### Required work
• A. How would you put this sentence from the reading reflection into Spanish: "I have this odd fascination with end-of-the-world plots, doomsday scenarios."
• B. Could you reproduce the stretch of the reading reflection from "I finished it" through "or that one."?

### Document segment
##############################

I finished it while on the plane rushing Eastward, about three hours after I'd heard that my father had unexpectedly had a heart attack. So forgive this mordant self-indulgence, but I read the book's very concretely-detailed attention to the devastating footprint of our collective human lives on planet Earth while engaged in far more abstract noodlings about what it would mean to be on a world without this person, or that one.

I have this odd fascination with end-of-the-world plots, doomsday scenarios. At age 17 I read Jonathan Schell's _The Fate of the Earth_ and wrote a slew of essays (in high school and college) on the inevitability of human annihilation; I think I lost my faith in any supernatural dimension at the same time I came to a strange faith in human destructiveness. And, of course, I was also 17, 18, 19--at the peak of my self-destructive capacities, uncertain I had a place in the world, or uneasy in the place I'd been allotted through nature and nurture's respective lotteries. Pissed off or plain pissed for many of those years, I saw in the world (like any good adolescent) nothing but echoes of my own self-loathing and fears. Or maybe that's unfair--maybe end of the world scenarios are ways to step outside one's self.

This won't be wrapping up neatly, by the way. I warned you--it's self-indulgent. No neat conclusions about my self, and no carefully-boxed connections of self, book, world. I'm riffing.

I have continued my appreciations, fictional (Stephen King's _The Stand_ just one of many books sating my apocaphilia) and nonfictional (Richards stand out: Rhodes on prions [meat will kill us all!], Preston on Ebola [viruses will bleed us out!]). After I finished this Weisman book, I picked up Jeff Carlson's sci-fi(ish) thriller _Plague Year_, which wasn't great but hit a spot. (Finished it as the plane taxied in to the airport and I headed out to meet my brother and go to the hospital.)

##############################

### Information provided
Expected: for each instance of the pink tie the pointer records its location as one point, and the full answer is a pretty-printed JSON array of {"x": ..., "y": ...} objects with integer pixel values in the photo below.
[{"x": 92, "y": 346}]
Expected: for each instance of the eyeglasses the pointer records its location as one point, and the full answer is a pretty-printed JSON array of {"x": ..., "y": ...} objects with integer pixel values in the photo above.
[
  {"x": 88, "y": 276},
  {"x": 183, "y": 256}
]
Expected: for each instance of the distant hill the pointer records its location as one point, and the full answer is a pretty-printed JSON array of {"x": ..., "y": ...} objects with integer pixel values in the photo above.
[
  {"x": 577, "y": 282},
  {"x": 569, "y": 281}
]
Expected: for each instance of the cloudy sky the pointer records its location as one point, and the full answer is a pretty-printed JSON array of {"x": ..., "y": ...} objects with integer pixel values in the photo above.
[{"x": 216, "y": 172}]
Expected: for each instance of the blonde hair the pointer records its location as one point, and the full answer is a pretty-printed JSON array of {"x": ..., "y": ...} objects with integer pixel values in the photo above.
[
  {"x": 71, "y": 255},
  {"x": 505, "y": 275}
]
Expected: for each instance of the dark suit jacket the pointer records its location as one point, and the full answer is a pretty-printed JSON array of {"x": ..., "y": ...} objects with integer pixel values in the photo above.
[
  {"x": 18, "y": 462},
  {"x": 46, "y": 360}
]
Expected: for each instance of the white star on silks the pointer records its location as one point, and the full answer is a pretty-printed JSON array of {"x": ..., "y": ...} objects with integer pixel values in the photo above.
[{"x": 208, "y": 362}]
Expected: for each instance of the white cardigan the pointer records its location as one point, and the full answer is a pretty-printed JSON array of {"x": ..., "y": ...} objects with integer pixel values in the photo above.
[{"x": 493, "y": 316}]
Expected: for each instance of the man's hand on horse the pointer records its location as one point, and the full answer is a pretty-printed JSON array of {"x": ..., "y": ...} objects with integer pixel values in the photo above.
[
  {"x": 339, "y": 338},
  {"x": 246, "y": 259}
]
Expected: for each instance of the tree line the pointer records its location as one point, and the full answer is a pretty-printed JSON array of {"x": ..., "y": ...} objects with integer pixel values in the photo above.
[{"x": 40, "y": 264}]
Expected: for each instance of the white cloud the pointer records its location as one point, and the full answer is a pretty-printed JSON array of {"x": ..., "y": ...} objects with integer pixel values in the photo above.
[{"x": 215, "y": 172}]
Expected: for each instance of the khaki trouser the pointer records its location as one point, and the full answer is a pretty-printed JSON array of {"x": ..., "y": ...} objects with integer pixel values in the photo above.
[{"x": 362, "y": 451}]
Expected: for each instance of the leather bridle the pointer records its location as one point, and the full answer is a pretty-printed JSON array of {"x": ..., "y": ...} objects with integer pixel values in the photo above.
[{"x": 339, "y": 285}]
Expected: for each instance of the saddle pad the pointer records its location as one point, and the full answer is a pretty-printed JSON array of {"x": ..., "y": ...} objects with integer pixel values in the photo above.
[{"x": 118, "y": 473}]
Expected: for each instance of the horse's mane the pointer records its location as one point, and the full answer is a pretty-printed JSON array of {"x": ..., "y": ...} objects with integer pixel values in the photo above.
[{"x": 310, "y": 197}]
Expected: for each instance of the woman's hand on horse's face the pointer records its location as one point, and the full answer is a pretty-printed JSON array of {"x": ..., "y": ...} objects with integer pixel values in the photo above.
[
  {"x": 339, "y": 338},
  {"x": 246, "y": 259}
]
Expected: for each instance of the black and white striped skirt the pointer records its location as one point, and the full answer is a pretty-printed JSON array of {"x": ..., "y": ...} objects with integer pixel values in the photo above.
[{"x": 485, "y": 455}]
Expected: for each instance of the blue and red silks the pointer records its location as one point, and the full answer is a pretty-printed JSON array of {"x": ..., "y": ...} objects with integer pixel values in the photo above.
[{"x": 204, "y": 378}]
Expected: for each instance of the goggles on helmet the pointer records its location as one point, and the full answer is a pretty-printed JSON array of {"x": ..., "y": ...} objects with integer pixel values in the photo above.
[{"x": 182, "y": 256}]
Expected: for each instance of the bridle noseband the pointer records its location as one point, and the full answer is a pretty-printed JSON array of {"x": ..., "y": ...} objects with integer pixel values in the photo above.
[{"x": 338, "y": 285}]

##############################

### Exercise answers
• A. Tengo esta extraña fascinación por las tramas sobre el fin del mundo, los escenarios apocalípticos.

• B.
I finished it while on the plane rushing Eastward, about three hours after I'd heard that my father had unexpectedly had a heart attack. So forgive this mordant self-indulgence, but I read the book's very concretely-detailed attention to the devastating footprint of our collective human lives on planet Earth while engaged in far more abstract noodlings about what it would mean to be on a world without this person, or that one.